> PROBLEM DESCRIPTION
Reproduce the listing exactly, with no pictures in your copy.

> RAW DATA
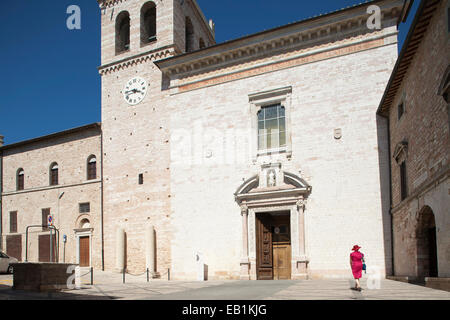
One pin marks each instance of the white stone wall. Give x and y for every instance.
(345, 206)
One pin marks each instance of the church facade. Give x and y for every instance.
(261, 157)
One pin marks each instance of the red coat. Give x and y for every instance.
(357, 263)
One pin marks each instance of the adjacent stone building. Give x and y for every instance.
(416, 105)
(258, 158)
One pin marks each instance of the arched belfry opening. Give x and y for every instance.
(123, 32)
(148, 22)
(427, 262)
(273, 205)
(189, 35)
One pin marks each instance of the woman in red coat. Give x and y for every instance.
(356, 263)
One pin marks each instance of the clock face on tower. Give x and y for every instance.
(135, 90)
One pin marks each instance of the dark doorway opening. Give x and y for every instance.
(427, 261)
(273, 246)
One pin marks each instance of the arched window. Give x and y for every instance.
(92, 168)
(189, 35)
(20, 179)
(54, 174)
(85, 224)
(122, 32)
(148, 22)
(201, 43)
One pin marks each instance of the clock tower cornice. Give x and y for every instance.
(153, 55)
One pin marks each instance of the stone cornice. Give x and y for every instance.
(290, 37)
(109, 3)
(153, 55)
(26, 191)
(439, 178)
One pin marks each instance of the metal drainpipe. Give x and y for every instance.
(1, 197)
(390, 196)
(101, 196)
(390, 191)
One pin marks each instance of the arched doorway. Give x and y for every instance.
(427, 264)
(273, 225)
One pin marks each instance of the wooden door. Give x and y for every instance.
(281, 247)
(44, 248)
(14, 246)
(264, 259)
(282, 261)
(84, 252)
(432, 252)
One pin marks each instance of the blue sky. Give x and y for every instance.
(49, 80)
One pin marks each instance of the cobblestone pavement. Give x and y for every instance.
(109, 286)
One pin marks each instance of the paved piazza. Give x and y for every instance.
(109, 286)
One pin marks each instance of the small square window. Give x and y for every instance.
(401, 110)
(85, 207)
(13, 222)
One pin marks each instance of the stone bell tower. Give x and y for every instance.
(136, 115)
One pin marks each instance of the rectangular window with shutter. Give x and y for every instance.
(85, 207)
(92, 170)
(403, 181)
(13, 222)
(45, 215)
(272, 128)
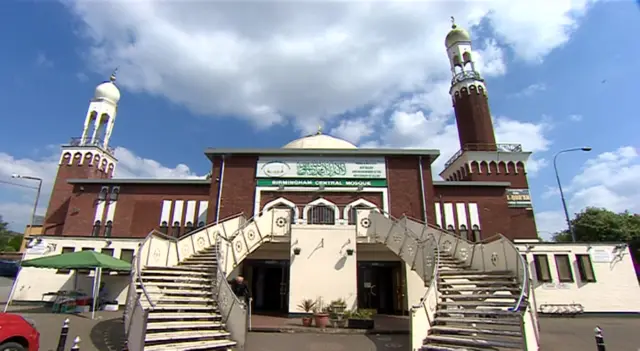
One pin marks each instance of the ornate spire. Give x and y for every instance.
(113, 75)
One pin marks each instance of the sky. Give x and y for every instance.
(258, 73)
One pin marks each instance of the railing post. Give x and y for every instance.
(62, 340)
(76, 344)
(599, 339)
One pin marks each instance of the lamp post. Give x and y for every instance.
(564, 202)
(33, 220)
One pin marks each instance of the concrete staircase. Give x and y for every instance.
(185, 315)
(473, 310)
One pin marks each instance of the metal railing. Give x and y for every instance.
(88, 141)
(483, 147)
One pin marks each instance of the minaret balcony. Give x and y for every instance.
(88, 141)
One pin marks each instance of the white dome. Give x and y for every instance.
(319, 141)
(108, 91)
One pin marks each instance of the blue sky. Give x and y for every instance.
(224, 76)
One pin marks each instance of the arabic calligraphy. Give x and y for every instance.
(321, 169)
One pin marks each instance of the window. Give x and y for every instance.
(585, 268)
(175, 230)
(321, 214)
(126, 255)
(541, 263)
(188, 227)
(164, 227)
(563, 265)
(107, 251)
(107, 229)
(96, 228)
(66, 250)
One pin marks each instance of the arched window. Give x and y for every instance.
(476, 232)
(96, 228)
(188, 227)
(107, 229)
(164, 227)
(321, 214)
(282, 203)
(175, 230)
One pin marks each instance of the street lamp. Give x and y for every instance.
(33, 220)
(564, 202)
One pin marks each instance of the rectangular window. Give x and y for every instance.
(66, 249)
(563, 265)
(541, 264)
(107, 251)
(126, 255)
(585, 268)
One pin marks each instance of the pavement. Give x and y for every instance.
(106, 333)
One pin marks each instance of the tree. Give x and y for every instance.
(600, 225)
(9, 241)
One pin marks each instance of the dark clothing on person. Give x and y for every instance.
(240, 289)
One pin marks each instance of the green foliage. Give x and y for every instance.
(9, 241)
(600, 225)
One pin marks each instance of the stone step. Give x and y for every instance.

> THE RESPONSE
One pin marks each instance of the white stone wall. Give x and y for every instance.
(345, 206)
One pin marks each instance of the church facade. Give x and y for every instance.
(261, 157)
One pin marks each instance of the red coat. Give x and y for every instance.
(357, 263)
One pin marks each instance of the adjacent stone building. Give x and y for every instance.
(416, 105)
(258, 158)
One pin marks each instance of the arched belfry opening. Give x and y for every instance.
(123, 32)
(148, 22)
(427, 262)
(273, 205)
(189, 35)
One pin marks each instance of the woman in red coat. Give x and y for every instance.
(356, 263)
One pin marks each instance of the clock face on tower. Give x and y for every instance.
(135, 90)
One pin marks each instance of the dark doorway opening. Give x and y for every instance.
(427, 261)
(273, 246)
One pin marks each instance of the arched window. Give x and y for every instance.
(92, 168)
(189, 35)
(20, 179)
(54, 174)
(85, 224)
(122, 32)
(148, 22)
(201, 43)
One pin marks each instance of the clock tower cornice. Give x and y for every instance.
(153, 55)
One pin marks each instance of the stone cornice. Give x and y for every instance.
(290, 37)
(109, 3)
(153, 55)
(26, 191)
(439, 178)
One pin marks each instance of the metal drainpipe. Give x and y for every instance.
(1, 197)
(390, 196)
(101, 196)
(390, 191)
One pin marks each instance of the arched doorway. Give x and y for every instance.
(427, 264)
(273, 225)
One pin marks each instance of the wooden door. Give x and y for every instance.
(281, 247)
(44, 248)
(14, 246)
(264, 259)
(282, 261)
(84, 252)
(432, 252)
One pin marks each instance of the blue sky. Give x and y for every instance.
(49, 80)
One pin marks each instance of the cobblestone pavement. Give x and y for every instance.
(109, 286)
One pin marks each instance of the paved piazza. Give x and y for every instance.
(109, 286)
One pin marks each instance of the small square window. Give x and y for every instance.
(401, 110)
(85, 207)
(13, 222)
One pin marks each instance of the stone bell tower. Give x and y for every instance.
(136, 115)
One pin marks each instance of the rectangular window with shutter. Give x and y for every instance.
(85, 207)
(92, 170)
(403, 181)
(13, 222)
(45, 215)
(272, 128)
One pin marks each instance of the ornate spire. Give x and y for every instance.
(113, 75)
One pin marks each instance of the sky. Give x and y for every instance.
(258, 73)
One pin marks each instance of the railing post. Give x and y for every instance.
(62, 340)
(76, 344)
(599, 339)
One pin marks each instance of the lamp post. Give x and y for every instance.
(564, 202)
(33, 220)
One pin marks each instance of the concrete staircase. Give x and y for every instance.
(185, 315)
(473, 310)
One pin marks each instance of the metal railing. Give x and y for every instance.
(88, 141)
(483, 147)
One pin marks each instance of the minaret balcony. Give x and y for every instance.
(88, 141)
One pin marks each instance of the white dome. Give x and y for every instance.
(319, 141)
(108, 91)
One pin marks each instance of the blue sky. Give x and y for every instance.
(224, 76)
One pin marks each instance of the arabic calligraphy. Give x and y for every instance.
(321, 169)
One pin marks each instance of the window. Give x and y for every instance.
(585, 268)
(175, 230)
(321, 214)
(126, 255)
(541, 263)
(188, 227)
(164, 227)
(563, 265)
(107, 251)
(107, 229)
(96, 228)
(66, 250)
One pin marks each instance of the arched window. Give x and y for every instance.
(476, 232)
(96, 228)
(188, 227)
(107, 229)
(164, 227)
(321, 214)
(282, 203)
(175, 230)
One pin marks each instance of the street lamp. Give x and y for every instance.
(33, 220)
(564, 202)
One pin marks each instance of the rectangular window. Give x and y for every instance.
(66, 249)
(563, 265)
(541, 264)
(107, 251)
(126, 255)
(585, 268)
One pin marks each instance of the pavement. Give x and y for every instance.
(106, 333)
One pin marks each instance of the tree. Give x and y for every instance.
(600, 225)
(9, 241)
One pin marks each instance of the dark clothing on person. Give x and y for every instance.
(240, 289)
One pin marks each instance of the green foliage. Give x and y for every instance.
(9, 241)
(600, 225)
One pin marks each instance of the stone step. Give x and y for every instance.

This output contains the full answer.